> **What to produce**
An identical copy of all the entries is the required result.

[Records drawn from a dataset]
-- Opening Marker --
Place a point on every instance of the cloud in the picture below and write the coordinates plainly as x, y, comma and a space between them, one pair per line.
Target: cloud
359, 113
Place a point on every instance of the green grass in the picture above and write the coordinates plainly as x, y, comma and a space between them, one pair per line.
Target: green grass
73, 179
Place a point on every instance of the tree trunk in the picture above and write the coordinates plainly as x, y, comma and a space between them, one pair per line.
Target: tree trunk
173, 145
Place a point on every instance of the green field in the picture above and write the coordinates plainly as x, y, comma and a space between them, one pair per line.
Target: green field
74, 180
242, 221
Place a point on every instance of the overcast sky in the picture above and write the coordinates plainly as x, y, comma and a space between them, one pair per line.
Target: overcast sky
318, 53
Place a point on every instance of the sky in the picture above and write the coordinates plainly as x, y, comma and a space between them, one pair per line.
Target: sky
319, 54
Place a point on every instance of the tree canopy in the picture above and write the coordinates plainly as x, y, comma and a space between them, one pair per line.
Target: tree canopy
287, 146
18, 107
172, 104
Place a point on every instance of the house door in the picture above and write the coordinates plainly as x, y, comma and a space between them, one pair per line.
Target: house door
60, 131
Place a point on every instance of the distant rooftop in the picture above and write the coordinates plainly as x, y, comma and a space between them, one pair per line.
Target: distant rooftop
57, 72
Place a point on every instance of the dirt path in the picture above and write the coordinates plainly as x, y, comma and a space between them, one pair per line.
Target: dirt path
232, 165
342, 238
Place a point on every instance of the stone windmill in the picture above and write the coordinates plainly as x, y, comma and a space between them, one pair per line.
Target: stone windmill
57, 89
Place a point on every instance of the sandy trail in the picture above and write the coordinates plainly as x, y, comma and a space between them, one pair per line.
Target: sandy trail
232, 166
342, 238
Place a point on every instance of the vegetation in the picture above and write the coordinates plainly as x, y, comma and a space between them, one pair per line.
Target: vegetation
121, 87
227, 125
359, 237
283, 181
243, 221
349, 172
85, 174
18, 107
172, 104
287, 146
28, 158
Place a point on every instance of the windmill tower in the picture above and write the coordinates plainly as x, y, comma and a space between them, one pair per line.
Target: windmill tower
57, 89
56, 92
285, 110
-- Closing Marker --
> **Response to this exercise**
Place a point on every instance of the cloud in the picture below and write the coordinates plainly as x, y, comma and a space between them, one pair per line.
Target: cloud
359, 113
Place a point on every instance of the green grass in the picture above and write the coordinates plainly as x, y, comma and a space between them, one pair per line.
Target: green grass
73, 179
Place a point on every instance of the tree trunk in the picture above and write the coordinates plainly as x, y, comma and a space between them, one pair per line.
Target: tree trunk
173, 145
Place a point on every instance of the green field in the picture above and write the coordinates plainly as x, y, comma and a space between them, one pair per line.
Target: green field
74, 180
242, 221
Place a point on every instance of the overcast sky in the picture above and write the coordinates plainly as x, y, comma and a space between them, one pair per line.
Target: overcast sky
318, 53
Place a point on every instance of the sky in the picture above and write the coordinates plainly as x, y, comma and a space between them, one pair per line.
Target: sky
319, 54
Place a point on every instance of the tree canopy in the picture above and write the coordinates plainly as x, y, comma and a space between them, one pair per line.
Target: tree canopy
287, 146
18, 107
172, 104
Place a point on every instance of the house door in the picture above and write the coordinates plainly as x, y, comma and a space between them, one pair per line.
Target: house door
60, 131
Place a point on every instance of the distant rooftop in the picture above and write the coordinates plainly as x, y, comma and a space between them, one pair per line.
Target: distant rooftop
57, 72
Place a point on every instance of the dirt path in the picture above and write the coordinates plainly as x, y, comma and a space between them, one pair per line.
Target: dirt path
232, 165
342, 238
Place a point on every instance of the stone windmill in the picture above and write the coordinates plainly as x, y, comma and a space between them, one pair per line.
Target: stone windmill
57, 89
Place a point on every instance of the sandy trail in the picture above and write the coordinates plainly as x, y, comma and a space between them, one pair per line.
Target: sandy trail
232, 166
342, 238
Place a point on every instance of the vegetation in the picture above and write the coordinates plainly as x, y, comma and a space between them, one pair per line.
Target: vegetation
121, 87
227, 125
359, 237
283, 181
243, 221
349, 172
85, 174
18, 107
172, 104
287, 146
28, 158
Place a point on every instance of the windmill tower in the picture above and write the coordinates plainly as x, y, comma and a space between them, one pair per line.
Target: windmill tower
57, 89
56, 92
285, 110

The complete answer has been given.